Hello,
I have two fastq file of mRNA and sRNA sequenced from a patient infected with a pathogenic bacterium. My goal is to identify the transcripts of both the patient and the bacteria.
Is it logical to make a mapping with two reference sequences (one for the huamin genome and the other for the bacteria ??
Could you offer me a workflow to detect the trancrits??
Thank you in advance
Thank you Devon Ryan for your reply. in this case I will get a single alignment file but how can I count the transcripts of both organisms by a single file. I can not find a good methodology for my case
They'll have quite different chromosome names, so either run featureCounts twice (once with each GTF files), or concatenate the GTF files and run featureCounts using that. I would suggest running featureCounts twice, since I expect you'll want to analyse the two organisms separately anyway.

DATASET EXCERPTS
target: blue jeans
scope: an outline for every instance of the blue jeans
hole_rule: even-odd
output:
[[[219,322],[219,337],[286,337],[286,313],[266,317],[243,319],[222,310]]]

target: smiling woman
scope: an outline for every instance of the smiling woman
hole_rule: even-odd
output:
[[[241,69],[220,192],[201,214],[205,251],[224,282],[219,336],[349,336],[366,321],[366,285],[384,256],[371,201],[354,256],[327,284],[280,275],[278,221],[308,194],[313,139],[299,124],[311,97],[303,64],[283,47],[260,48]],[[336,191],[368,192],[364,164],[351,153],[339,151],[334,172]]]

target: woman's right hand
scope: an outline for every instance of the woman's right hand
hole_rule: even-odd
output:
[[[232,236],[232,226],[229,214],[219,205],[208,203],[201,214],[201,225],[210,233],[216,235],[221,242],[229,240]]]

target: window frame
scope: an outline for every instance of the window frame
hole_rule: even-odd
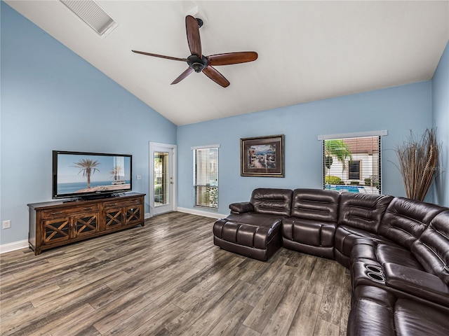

ACTION ITEM A
Do these statements agree with the thread on mapping patient and bacterial RNA reads? For each, answer yes or no and quote the deciding words. (i) The poster has two fastq files, one of mRNA and one of sRNA. (ii) The reply recommends concatenating the GTF files over running featureCounts twice. (iii) The reply expects the two organisms to share similar chromosome names.
ACTION ITEM B
Resume the thread on mapping patient and bacterial RNA reads, continuing it from its final sentence.

RESPONSE A
(i) Yes: "I have two fastq file of mRNA and sRNA sequenced from a patient infected with a pathogenic bacterium."
(ii) No: "I would suggest running featureCounts twice, since I expect you'll want to analyse the two organisms separately anyway."
(iii) No: "They'll have quite different chromosome names"

RESPONSE B
thank you Devon for your answer, so I will run twice featureCounts to analyze the two organizations separately. I just come back on the concatenation of the two references genomes, do you find this useful command : cat reference 1.fasta reference2.fasta> all_genomes.fasta (because for each reference sequence has different chromosomes)
Yes, just
cat
the files together, exactly like that.Hi Devon, I used featureocunts for quantization but its output is complicated. do you know how I can Generate an account matrix with featureCounts
Another question Plz. For sRNA mapping, I find somebody who selects reads from 18-30 and others from 18-26 before mapping. I want to know what size to select??
It depends on the type of RNA you're interested in. You size select for those types.